*** DATA FOR THE TASK ***

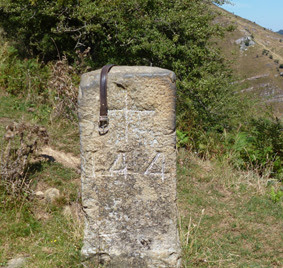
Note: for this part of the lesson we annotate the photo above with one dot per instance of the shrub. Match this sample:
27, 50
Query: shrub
19, 146
260, 147
27, 77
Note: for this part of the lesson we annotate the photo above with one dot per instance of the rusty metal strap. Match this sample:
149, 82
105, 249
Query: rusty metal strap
103, 117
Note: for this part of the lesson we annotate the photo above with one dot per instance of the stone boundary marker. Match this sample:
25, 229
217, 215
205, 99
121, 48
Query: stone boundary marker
129, 174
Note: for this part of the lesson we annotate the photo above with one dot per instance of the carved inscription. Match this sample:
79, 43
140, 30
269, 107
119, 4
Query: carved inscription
129, 116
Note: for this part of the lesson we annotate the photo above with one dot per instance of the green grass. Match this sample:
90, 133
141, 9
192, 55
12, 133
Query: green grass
230, 217
41, 231
227, 218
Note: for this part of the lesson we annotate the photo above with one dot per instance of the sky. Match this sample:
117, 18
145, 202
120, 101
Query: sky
266, 13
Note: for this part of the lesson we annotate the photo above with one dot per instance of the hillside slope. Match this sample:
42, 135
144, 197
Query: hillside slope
256, 54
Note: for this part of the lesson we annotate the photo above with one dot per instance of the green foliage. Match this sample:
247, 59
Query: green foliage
276, 195
259, 147
170, 34
182, 138
25, 77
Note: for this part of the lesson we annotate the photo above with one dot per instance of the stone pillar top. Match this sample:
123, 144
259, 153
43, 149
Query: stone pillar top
129, 174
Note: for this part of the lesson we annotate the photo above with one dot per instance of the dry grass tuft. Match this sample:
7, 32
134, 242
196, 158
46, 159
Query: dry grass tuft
20, 144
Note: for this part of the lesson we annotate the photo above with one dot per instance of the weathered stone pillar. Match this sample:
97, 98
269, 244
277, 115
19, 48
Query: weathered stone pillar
129, 174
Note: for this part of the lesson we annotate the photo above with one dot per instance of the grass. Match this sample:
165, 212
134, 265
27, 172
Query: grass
227, 218
49, 235
44, 233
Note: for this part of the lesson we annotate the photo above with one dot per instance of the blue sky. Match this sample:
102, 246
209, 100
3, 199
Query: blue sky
266, 13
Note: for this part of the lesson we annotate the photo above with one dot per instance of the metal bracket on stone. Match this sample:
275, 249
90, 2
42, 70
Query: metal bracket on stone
103, 117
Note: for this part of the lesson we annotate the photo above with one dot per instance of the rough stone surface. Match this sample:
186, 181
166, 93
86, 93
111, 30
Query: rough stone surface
129, 174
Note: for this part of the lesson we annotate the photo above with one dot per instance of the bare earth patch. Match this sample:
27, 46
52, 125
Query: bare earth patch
66, 159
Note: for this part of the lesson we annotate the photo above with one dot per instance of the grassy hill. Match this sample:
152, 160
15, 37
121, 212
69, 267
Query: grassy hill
256, 55
227, 217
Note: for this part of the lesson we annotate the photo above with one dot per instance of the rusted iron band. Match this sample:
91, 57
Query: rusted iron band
103, 117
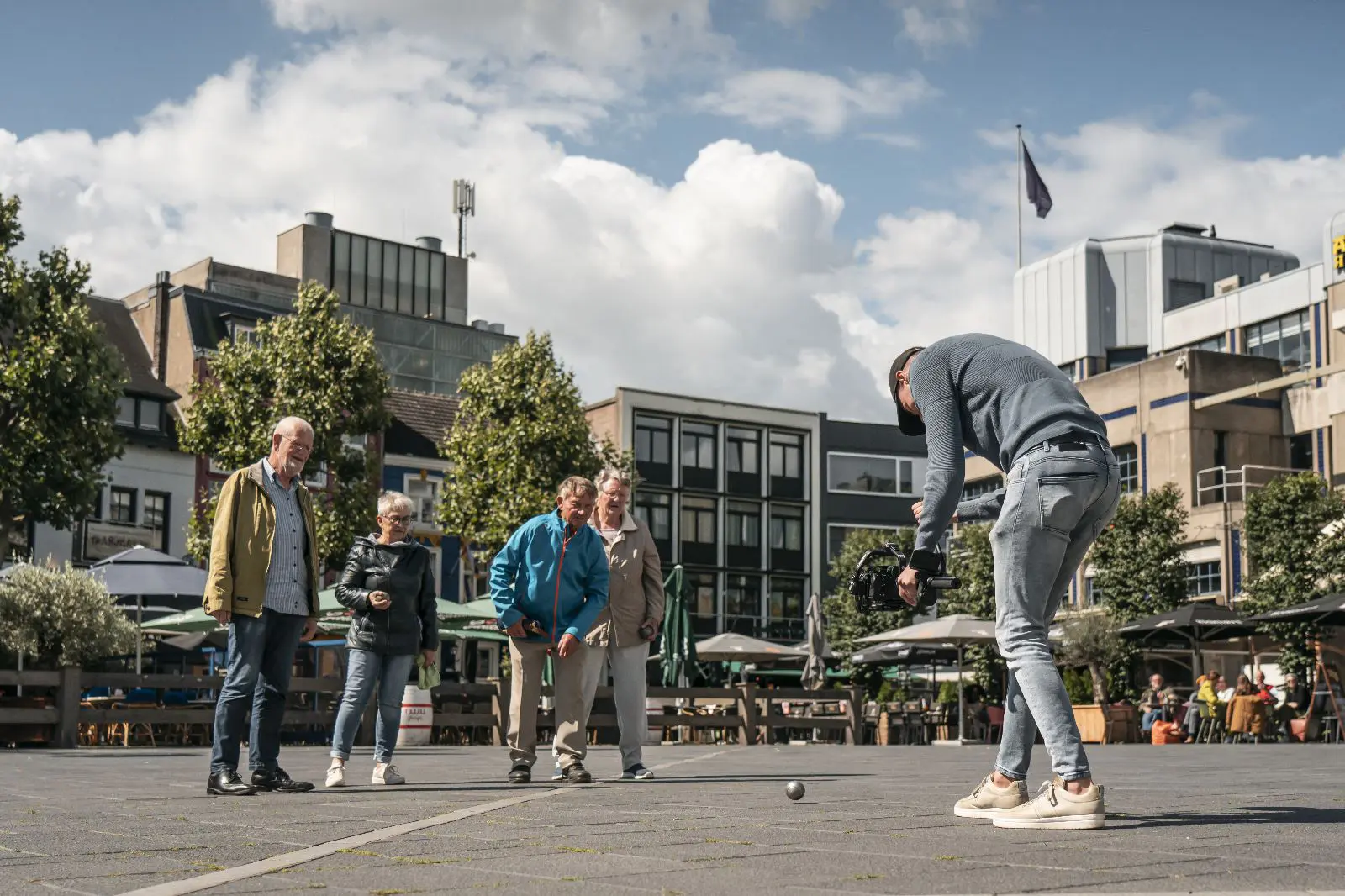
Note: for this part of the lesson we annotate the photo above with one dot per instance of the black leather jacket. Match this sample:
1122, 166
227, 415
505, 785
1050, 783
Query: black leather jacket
404, 572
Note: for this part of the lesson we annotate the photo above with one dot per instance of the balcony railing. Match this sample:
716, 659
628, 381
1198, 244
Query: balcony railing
1221, 485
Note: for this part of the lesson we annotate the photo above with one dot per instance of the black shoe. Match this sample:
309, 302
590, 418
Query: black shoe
576, 774
228, 784
280, 782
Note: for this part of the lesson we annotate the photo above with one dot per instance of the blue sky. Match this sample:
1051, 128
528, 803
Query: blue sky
1137, 113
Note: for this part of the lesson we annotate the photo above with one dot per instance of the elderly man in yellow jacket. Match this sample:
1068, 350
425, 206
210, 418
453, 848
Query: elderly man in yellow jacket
262, 582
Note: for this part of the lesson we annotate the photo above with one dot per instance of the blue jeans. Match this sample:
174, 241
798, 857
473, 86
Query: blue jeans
1056, 503
367, 669
261, 656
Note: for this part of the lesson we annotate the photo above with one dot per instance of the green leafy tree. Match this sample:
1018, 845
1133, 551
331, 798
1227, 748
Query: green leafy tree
313, 363
845, 625
520, 432
972, 560
1091, 640
1291, 559
1138, 559
62, 616
60, 383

*** End of DATA FOR THE TASK ***

WORK TASK: Nothing in the entries above should change when they are printed again, except that the pictures are dropped.

RESPONSE BELOW:
Note: for this part of the lesson we annotate the photo above with one dot per instance of the shrub. Match this sample:
27, 50
Query: shrub
19, 146
260, 147
27, 77
Note: for this part of the lesson we annotate the photo above with one dot per instance of the rusty metal strap. Match this sample:
149, 82
105, 249
Query: rusty metal strap
103, 117
Note: for this part of the lesson we annotate the photo above with one dot per instance of the stone boundary marker. Match this sample:
25, 229
217, 215
205, 99
121, 48
Query: stone boundary marker
129, 174
Note: for this part of the lesson we annotate the photo above with one dot per instance of the carved inscription. Match this sample:
79, 43
140, 30
269, 107
119, 4
Query: carved inscription
129, 116
Note: for this part of the lesson we annotate the photo above with one dot per instance of the green grass. Match this sample:
90, 133
141, 9
192, 55
12, 133
Query: green grass
230, 217
41, 231
227, 218
Note: for this part of the lesson we annotate the photo above with one dot per instance of the sky. Match this sample:
117, 18
145, 202
120, 101
Query: sky
266, 13
Note: for this part of the lesson we annotate the photo above with one dot per instance of the hillside slope. Match this sample:
42, 135
144, 197
Query: hillside slope
256, 54
Note: for this part of the lesson we annotate the photo above with one dot per instance of the green foliage. Match this sample:
247, 59
Query: green foliage
276, 195
259, 147
170, 34
182, 138
25, 77
Note: for this part of the lesson we annotate the photo above with one dot per instance of the stone pillar top. Match this sample:
123, 144
259, 153
43, 149
Query: stone pillar top
129, 174
Note: for this part of the lesson we annotate the photo above with one dot per instance of the dry grass tuft. Match this sample:
7, 32
134, 242
196, 158
46, 159
Query: dry grass tuft
20, 144
Note: for this part of the lesson we annotate the photo above with one dot per instance of the weathered stone pillar. Match this sample:
97, 98
269, 244
277, 115
19, 48
Query: weathered stone pillar
129, 174
Note: for this part of the lesson we annotate the photo above with one dot per instance of the grass. Match this sample:
165, 212
134, 265
27, 172
Query: grass
227, 218
49, 235
44, 233
Note: for this part of the lesson we annotate the photo above with one dot per instance of the blue sky. Match this sample:
102, 246
209, 100
3, 199
Query: blue sky
266, 13
Note: for this part of the lesson we annotate the photo above with one dot per instance of the metal bracket on stone. Match this sample:
275, 249
90, 2
42, 70
Query: metal bracket on stone
103, 117
Note: for this part of the lesson we annotate the photo above with one dot per instance of the rough stone surface. Match this sample:
186, 181
166, 93
86, 93
111, 30
Query: rough stone surface
129, 174
Note: for this part of the lesson we annotate the photo above with one dot per instance of the bare earth patch. Match this sample:
27, 46
52, 125
Query: bare earth patch
66, 159
Note: for this part of the lesson we annotate the photo above with one dot per instance of the grassy hill. Match this sample:
152, 160
15, 37
121, 212
69, 267
Query: grassy hill
256, 55
227, 217
Note: for this part of the lesson we annotate the photo above with one dot per instance of the rusted iron band. Match this sample:
91, 57
Query: rusted iron band
103, 117
Note: for this part of the lesson we annotate the photo above with one dot per instance of the black leather jacket. Match this sample:
1122, 166
227, 415
505, 785
1050, 783
Query: black leather jacket
404, 572
Note: for this part of the lesson we annotate the photo above with one dot per instance of the balcony railing. Match this sample:
716, 659
628, 381
1198, 244
Query: balcony railing
1221, 485
Note: for this part of the lesson we annotate the photo above with one dot per instance of the black shoe. Match this sample:
309, 302
590, 418
Query: black shoe
576, 774
228, 784
280, 782
Note: for this part of the lesson we annotate the photo above with one dot per instance of the blue sky. Match this sample:
1051, 128
528, 803
Query: blue sky
1137, 113
Note: for this part of the lesson we annotate the photo above with one dot per instance of the elderly man in yellow jacket. Match this sample:
1068, 350
425, 206
210, 418
453, 848
Query: elderly man in yellow jacket
262, 582
Note: for this part of the lesson we annotate the photo above with one dot per instance of the blue jeans. Match this sample:
174, 241
798, 857
473, 86
Query: blue jeans
1056, 503
367, 669
261, 656
Note: for this part of the lesson we annotate the photo above with one dot per instance of the green leafy tree. Match this sample:
1018, 845
1133, 551
331, 798
1227, 748
Query: green leafy tree
313, 363
845, 625
520, 432
972, 560
1091, 640
1291, 559
1138, 559
62, 616
60, 383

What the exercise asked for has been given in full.